**TASK DESCRIPTION:** This exercise calls for every record to be returned exactly, with pictures removed.

**ENTRIES PROVIDED:**

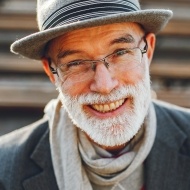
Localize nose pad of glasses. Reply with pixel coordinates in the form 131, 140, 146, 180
91, 61, 109, 71
104, 62, 109, 69
91, 61, 97, 71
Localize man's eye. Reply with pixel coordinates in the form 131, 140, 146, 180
115, 49, 130, 56
67, 60, 83, 67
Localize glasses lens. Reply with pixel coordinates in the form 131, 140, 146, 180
106, 48, 142, 70
57, 60, 92, 82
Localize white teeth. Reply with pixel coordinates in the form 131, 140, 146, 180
104, 105, 110, 112
110, 103, 115, 110
99, 105, 104, 111
91, 99, 125, 113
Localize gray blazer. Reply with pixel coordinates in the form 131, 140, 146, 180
0, 101, 190, 190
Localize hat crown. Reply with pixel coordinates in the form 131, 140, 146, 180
37, 0, 141, 31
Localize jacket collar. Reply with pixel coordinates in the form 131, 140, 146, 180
145, 102, 190, 190
22, 128, 59, 190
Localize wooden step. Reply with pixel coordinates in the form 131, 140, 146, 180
0, 53, 43, 73
150, 61, 190, 78
154, 89, 190, 108
0, 75, 57, 107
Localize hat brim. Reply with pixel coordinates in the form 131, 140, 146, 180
11, 9, 173, 60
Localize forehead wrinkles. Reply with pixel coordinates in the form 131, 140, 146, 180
62, 23, 143, 43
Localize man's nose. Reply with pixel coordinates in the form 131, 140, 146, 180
90, 63, 119, 94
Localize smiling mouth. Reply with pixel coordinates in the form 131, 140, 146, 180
91, 99, 125, 113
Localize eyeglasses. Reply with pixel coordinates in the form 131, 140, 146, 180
49, 37, 148, 82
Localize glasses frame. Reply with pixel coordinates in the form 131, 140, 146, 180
48, 36, 148, 77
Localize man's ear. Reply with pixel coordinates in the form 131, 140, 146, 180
145, 33, 156, 65
41, 58, 55, 83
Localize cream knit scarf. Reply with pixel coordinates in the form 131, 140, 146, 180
45, 99, 156, 190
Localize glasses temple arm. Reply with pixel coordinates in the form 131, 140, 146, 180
142, 37, 148, 54
48, 58, 58, 75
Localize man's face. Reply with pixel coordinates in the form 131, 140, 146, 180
47, 23, 153, 148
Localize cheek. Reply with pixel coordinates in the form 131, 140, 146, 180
115, 65, 147, 86
59, 78, 91, 96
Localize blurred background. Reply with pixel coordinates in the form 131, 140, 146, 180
0, 0, 190, 135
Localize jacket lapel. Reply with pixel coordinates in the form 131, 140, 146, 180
22, 129, 59, 190
145, 103, 190, 190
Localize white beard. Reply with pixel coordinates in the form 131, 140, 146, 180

**TASK OUTPUT:**
Localize nose pad of glasses. Reply with pixel coordinates in the form 131, 140, 146, 180
91, 61, 109, 71
104, 62, 109, 69
91, 61, 97, 71
Localize man's eye. Reply with pixel coordinates in the form 131, 140, 146, 180
115, 49, 130, 56
67, 60, 83, 67
Localize glasses lens. Reply with pixel coordinates in the form 131, 140, 146, 180
106, 48, 142, 70
57, 60, 92, 82
Localize white teeth. Reply with pixel coordinates in the form 131, 140, 146, 180
104, 105, 110, 112
110, 103, 115, 110
99, 105, 104, 111
91, 99, 125, 113
Localize gray blazer. Reply with pixel coordinates in the form 131, 140, 146, 180
0, 101, 190, 190
Localize hat crown. Reply with pixel coordinates in the form 131, 140, 146, 180
37, 0, 141, 31
Localize jacket collar. Reply with pixel coordinates in the form 131, 140, 146, 180
145, 102, 190, 190
22, 128, 59, 190
Localize wooden step. Reply with pixel coordinates in the form 131, 140, 146, 180
0, 53, 43, 73
150, 61, 190, 78
154, 89, 190, 108
0, 75, 57, 107
Localize hat brim. Reply with pixel coordinates in the form 131, 140, 146, 180
11, 9, 173, 60
Localize forehead wrinkles. Reply with pixel coordinates in the form 131, 140, 146, 180
62, 23, 143, 43
Localize man's nose. Reply with pixel coordinates in the form 131, 140, 146, 180
90, 63, 119, 94
Localize smiling mouth. Reply with pixel coordinates in the form 131, 140, 146, 180
91, 99, 125, 113
Localize eyeglasses. Reply with pixel coordinates in the form 131, 140, 146, 180
49, 37, 148, 82
Localize glasses frame. Reply with pixel coordinates in the form 131, 140, 146, 180
48, 36, 148, 77
Localize man's ear. Reply with pixel coordinates in the form 131, 140, 146, 180
145, 33, 156, 65
41, 58, 55, 83
Localize cream knit scarf. Reply with pixel coordinates in the form 131, 140, 146, 180
45, 99, 156, 190
Localize glasses temple arm. Reply with pixel coordinates in the form 131, 140, 146, 180
142, 37, 148, 54
48, 58, 58, 75
Localize man's face. Reply with pixel coordinates in the form 131, 140, 146, 180
47, 23, 153, 148
Localize cheek. Reply with pixel coordinates in the form 131, 140, 146, 180
115, 65, 147, 86
59, 78, 91, 96
Localize blurred background. Reply with pixel coordinates in the form 131, 140, 146, 180
0, 0, 190, 135
Localize jacket lapel. Reply with pixel coordinates in the form 131, 140, 146, 180
22, 129, 59, 190
145, 103, 190, 190
Localize white beard. Reply with pixel coordinates in the form 131, 140, 146, 180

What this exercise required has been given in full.